**Required action**
Condense the paragraph beginning "Men are the leading force" in the article on luxury shoe prices in China into a short list of its main facts.

**Extract to read**
------------------------------------

If you buy a pair of luxury shoes in China, you are going to be paying much more compared to your fellow consumers in other major foreign markets, including the neighbouring Asian country of Japan, and its western counterparts such as the EU, UK and the US. This was revealed in the Decoding Luxury Footwear report published in early February by Lectra, a Partisan digital data services provider.
Data recorded by Retviews, a competitive intelligence platform for fashion brands and retailers that is owned by Lectra, shows that global luxury labels have “significantly higher price points in China for their men’s footwear offerings.”
Focusing on four of the top 10 luxury brands that have gained significant popularity among high-earning Chinese luxury footwear shoppers, the report found the Italian fashion house Bottega Veneta had the lowest price difference, making it 14% more expensive in China while its French peer Louis Vuitton had prices which were nearly double in the Chinese market compared to the European market. Prices of footwear produced by Ferragamo, another Italian luxury shoemaker and Prada, however, were even higher at 50%.
The reason there is a price differentiation is due partly to cross-national transportation costs. A luxury industry insider who requested not to be named said the pandemic coupled with the global inflation crisis only pushed the price up further. He also told Dao Insights that the increased demand for luxury men’s footwear seen in the market plays a role in this occurrence too.
Findings in the latest 2022 Douyin Luxury Industry Annual Report published by Trend Insight, a market research institute arm under ByteDance, are reflective of his views. The category of luxury shoes is seen to have been expanding its position as a whole within luxury consumption in China, especially in the digital landscape. In 2022, the Chinese version of TikTok saw a growth of 89.4% in views of content related to luxury shoes, closely followed by luxury clothing (126.6%).
Men are the leading force of consumption in this category. They make up 80% of online luxury footwear buyers, with the majority being the social media savvy age groups between 18 and 23 years old. In terms of styles, Derby shoes and heeled shoes are seen to be on the rise. Such a strong appetite for luxury shoes amongst this demographic could also lead to other luxury brands hiking up the price for the market. “There is definitely a tendency [amongst brands] to set a higher point in China because there is a stronger spending power,” added the market insider.

------------------------------------

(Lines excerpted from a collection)

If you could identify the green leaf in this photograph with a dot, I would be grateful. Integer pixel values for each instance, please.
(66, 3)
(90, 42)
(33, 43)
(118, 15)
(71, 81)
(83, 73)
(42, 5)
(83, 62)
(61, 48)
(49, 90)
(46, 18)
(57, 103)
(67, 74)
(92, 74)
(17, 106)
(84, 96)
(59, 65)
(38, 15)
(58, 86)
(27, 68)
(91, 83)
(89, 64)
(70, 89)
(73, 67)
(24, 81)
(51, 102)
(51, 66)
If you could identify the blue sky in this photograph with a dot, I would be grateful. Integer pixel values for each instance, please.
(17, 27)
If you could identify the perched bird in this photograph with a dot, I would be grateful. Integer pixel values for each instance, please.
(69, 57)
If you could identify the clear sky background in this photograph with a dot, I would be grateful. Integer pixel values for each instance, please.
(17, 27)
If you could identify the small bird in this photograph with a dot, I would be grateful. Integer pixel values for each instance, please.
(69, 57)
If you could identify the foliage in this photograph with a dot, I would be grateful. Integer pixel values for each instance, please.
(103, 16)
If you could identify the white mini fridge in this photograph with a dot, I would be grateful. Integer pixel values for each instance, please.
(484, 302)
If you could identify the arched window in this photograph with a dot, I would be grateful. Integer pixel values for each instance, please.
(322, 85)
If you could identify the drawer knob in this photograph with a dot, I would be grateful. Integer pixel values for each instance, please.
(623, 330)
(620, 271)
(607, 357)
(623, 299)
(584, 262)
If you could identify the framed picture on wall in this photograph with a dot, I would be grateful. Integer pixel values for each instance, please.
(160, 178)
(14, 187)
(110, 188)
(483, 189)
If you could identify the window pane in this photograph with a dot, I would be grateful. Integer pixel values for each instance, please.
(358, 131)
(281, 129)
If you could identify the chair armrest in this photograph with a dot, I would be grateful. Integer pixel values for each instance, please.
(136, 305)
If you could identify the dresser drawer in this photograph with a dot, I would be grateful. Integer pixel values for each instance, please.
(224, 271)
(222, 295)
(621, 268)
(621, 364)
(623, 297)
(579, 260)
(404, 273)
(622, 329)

------------------------------------

**Result of this exercise**
- Men make up 80% of online luxury footwear buyers, and most are social-media-savvy 18- to 23-year-olds.
- Derby shoes and heeled shoes are on the rise.
- This strong demand could lead other luxury brands to raise prices for the market.
- A market insider said brands tend to set higher prices in China because spending power there is stronger.